- [INSTRUCTION]
Extract every line in the rows below that contains the word "slate". Case counts.

- [DATA EXTRACT]
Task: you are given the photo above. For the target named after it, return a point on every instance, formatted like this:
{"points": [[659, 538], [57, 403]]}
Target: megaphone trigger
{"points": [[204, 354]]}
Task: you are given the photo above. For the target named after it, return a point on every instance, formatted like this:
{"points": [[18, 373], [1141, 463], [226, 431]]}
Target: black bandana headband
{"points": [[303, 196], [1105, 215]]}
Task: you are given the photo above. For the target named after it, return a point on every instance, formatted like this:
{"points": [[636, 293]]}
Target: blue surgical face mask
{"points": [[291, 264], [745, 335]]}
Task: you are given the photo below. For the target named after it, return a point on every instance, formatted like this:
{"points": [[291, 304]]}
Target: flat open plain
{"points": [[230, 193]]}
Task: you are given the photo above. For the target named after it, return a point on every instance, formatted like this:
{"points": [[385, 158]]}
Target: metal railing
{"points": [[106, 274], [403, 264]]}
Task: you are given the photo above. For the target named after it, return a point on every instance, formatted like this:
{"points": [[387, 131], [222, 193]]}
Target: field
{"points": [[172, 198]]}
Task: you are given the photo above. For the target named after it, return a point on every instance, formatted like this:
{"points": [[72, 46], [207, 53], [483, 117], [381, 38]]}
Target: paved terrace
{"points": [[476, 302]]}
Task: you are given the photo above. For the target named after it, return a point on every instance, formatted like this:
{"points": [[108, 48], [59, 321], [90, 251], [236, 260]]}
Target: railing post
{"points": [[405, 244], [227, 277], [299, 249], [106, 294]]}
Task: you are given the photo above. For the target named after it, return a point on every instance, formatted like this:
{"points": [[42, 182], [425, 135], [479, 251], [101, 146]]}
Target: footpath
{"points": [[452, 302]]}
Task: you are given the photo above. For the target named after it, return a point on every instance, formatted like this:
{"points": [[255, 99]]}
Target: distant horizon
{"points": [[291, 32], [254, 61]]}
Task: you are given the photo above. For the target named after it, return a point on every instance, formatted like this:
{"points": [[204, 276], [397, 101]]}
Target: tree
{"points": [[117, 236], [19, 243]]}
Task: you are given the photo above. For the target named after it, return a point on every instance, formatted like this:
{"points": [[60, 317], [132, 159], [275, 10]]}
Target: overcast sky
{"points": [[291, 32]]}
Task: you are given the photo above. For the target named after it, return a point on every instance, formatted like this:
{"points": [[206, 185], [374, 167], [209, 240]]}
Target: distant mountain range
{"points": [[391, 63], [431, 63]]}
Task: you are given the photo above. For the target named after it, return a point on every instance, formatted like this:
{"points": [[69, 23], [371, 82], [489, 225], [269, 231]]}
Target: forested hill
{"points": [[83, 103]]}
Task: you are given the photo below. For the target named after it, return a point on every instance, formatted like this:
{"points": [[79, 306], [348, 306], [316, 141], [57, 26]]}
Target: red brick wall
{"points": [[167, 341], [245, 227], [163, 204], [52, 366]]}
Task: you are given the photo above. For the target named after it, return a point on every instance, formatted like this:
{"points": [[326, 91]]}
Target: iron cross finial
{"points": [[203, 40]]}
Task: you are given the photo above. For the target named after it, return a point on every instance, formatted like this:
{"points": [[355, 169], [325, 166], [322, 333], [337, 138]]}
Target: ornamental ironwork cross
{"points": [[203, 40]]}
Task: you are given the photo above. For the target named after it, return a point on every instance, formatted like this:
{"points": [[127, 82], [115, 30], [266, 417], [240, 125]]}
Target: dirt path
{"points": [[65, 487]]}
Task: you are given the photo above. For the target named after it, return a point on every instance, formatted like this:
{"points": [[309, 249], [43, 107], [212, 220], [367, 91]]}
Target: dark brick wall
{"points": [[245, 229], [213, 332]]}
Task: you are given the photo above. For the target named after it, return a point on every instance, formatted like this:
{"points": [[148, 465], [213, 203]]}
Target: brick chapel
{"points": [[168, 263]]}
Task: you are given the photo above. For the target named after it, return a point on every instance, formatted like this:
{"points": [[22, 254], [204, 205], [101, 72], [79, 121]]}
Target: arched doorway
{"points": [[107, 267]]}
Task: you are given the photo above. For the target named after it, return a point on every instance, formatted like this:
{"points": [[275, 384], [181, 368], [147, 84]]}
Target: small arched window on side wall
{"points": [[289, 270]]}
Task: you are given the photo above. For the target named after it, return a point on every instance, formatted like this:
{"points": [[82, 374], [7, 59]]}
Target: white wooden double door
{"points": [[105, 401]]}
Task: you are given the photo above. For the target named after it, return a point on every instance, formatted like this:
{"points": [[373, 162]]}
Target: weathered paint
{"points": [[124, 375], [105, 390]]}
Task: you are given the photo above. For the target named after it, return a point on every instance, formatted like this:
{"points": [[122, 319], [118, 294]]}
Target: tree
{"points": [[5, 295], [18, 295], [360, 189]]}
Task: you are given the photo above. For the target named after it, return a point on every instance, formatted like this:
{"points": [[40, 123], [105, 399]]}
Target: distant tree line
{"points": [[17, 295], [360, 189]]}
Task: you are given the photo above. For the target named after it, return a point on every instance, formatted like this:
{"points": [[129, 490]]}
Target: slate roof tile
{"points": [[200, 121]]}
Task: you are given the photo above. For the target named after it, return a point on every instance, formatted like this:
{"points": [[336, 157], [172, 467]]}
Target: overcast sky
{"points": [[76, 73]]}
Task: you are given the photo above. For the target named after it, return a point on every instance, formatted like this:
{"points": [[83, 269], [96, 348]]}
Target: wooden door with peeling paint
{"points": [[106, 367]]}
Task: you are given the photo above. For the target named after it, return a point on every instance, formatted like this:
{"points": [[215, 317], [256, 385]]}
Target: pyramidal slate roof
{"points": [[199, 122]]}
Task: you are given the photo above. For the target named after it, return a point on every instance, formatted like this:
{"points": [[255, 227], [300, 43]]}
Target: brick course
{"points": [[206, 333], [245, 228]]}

- [SOLUTION TO THE EXERCISE]
Target: slate roof tile
Target: pyramidal slate roof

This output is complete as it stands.